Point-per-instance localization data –
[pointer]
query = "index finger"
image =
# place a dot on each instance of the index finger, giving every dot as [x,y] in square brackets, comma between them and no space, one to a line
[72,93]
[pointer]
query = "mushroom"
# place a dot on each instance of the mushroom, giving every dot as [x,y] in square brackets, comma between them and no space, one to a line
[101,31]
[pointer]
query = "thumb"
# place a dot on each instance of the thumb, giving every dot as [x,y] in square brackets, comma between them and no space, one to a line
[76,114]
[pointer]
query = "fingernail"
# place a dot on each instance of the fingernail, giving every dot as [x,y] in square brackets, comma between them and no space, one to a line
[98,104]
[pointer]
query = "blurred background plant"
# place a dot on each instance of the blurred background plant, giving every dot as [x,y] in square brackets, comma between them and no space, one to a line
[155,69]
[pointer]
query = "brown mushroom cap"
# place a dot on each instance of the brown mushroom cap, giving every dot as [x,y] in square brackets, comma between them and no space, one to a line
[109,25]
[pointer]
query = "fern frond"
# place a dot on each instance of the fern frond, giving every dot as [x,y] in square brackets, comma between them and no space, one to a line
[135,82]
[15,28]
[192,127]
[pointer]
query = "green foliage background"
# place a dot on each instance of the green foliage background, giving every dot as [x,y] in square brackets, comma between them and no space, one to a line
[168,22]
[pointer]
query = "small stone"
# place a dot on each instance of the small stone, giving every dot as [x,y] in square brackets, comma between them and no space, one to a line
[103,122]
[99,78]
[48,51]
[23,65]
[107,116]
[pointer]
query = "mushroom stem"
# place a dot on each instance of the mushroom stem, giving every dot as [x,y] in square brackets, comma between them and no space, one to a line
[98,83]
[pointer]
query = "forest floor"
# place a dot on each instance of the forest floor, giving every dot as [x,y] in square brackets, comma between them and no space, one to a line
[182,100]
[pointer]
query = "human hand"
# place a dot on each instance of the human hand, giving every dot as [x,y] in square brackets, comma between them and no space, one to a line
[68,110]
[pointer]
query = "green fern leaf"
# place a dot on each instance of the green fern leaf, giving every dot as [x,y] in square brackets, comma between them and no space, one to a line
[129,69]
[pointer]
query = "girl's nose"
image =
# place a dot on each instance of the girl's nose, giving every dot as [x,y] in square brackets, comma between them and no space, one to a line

WORK ITEM – List every line above that holds the word "girl".

THE COMPLETED TASK –
query = "girl's nose"
# place a dot on each instance of the girl's nose, giving every dot as [x,y] in square brackets, comma between them and no space, one to a line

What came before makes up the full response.